== TWOJE ZADANIA ==
[a] W którym roku, według tekstu o Cuesta de Moyano, władze miasta nakazały obnośnym sprzedawcom starych książek osiąść przy tej ulicy?
[b] Podaj dosłownie fragment tekstu o Cuesta de Moyano, zaczynając od słów „Rzut beretem od” i kończąc na słowach „Cuesta de Moyano.”.

== TREŚĆ DOKUMENTU ==
Rzut beretem od dworca kolejowego
Atocha, przy Królewskim Ogrodzie Botanicznym znajduje się uliczka, wzdłuż
której nic innego nie stoi jak stoły z książkami. Na ulicę Claudio Moyano,
zwaną popularnie - gdyż pnie się pod górę - Cuesta de Moyano, schodzą się od
dziesięcioleci bibliofile.
Był rok 1925, gdy władze miasta
nakazały obnośnym sprzedawcom starych książek osiąść przy Cuesta de Moyano.

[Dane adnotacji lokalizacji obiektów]

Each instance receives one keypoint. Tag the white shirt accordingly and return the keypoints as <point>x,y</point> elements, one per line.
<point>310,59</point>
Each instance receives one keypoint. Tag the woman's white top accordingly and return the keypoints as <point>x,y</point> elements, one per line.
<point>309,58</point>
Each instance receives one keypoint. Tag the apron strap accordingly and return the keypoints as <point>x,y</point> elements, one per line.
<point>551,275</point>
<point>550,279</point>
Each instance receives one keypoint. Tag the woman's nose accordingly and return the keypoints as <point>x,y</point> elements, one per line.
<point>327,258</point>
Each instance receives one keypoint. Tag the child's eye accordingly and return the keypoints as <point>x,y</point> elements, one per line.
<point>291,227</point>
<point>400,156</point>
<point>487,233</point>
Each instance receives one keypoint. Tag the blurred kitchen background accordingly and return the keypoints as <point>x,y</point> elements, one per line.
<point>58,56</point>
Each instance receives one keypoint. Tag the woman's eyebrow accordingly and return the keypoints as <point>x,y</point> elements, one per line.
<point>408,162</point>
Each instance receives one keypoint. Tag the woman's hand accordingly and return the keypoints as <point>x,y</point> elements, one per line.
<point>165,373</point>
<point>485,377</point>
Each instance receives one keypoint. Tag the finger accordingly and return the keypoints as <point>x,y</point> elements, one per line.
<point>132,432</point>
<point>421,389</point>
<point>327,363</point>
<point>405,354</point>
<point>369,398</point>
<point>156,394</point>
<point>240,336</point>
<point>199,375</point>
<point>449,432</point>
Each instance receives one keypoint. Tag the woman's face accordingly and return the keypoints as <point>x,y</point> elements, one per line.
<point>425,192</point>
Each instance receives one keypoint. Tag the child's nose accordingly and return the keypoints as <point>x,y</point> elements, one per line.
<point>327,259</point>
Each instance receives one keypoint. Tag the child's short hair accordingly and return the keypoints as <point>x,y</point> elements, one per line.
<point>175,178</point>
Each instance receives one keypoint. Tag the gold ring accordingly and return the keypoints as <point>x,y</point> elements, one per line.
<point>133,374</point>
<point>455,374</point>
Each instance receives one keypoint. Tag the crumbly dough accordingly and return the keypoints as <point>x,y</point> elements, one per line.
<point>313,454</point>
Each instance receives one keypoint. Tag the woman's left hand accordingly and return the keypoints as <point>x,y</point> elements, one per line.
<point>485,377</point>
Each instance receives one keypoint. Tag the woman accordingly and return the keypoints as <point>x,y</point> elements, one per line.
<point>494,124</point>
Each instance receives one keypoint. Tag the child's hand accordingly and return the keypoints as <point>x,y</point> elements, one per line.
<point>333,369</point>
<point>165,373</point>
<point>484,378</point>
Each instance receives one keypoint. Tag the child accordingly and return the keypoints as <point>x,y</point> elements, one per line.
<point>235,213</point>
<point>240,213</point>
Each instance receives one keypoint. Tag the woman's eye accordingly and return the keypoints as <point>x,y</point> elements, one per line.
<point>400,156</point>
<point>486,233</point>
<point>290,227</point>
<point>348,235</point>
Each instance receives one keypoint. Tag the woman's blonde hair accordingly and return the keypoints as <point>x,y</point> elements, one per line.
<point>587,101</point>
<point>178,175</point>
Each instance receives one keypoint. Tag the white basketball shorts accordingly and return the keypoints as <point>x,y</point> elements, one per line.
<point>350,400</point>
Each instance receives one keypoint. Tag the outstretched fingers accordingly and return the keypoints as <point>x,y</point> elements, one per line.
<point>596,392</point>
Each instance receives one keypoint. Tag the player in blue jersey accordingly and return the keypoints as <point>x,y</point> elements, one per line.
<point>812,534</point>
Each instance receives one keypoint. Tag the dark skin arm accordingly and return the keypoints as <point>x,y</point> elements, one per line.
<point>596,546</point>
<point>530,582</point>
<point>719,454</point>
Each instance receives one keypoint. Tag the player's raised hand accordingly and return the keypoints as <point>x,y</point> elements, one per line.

== ODPOWIEDZI DO ZADAŃ ==
[a] W 1925 roku.

[b]
Rzut beretem od dworca kolejowego
Atocha, przy Królewskim Ogrodzie Botanicznym znajduje się uliczka, wzdłuż
której nic innego nie stoi jak stoły z książkami. Na ulicę Claudio Moyano,
zwaną popularnie - gdyż pnie się pod górę - Cuesta de Moyano, schodzą się od
dziesięcioleci bibliofile.
Był rok 1925, gdy władze miasta
nakazały obnośnym sprzedawcom starych książek osiąść przy Cuesta de Moyano.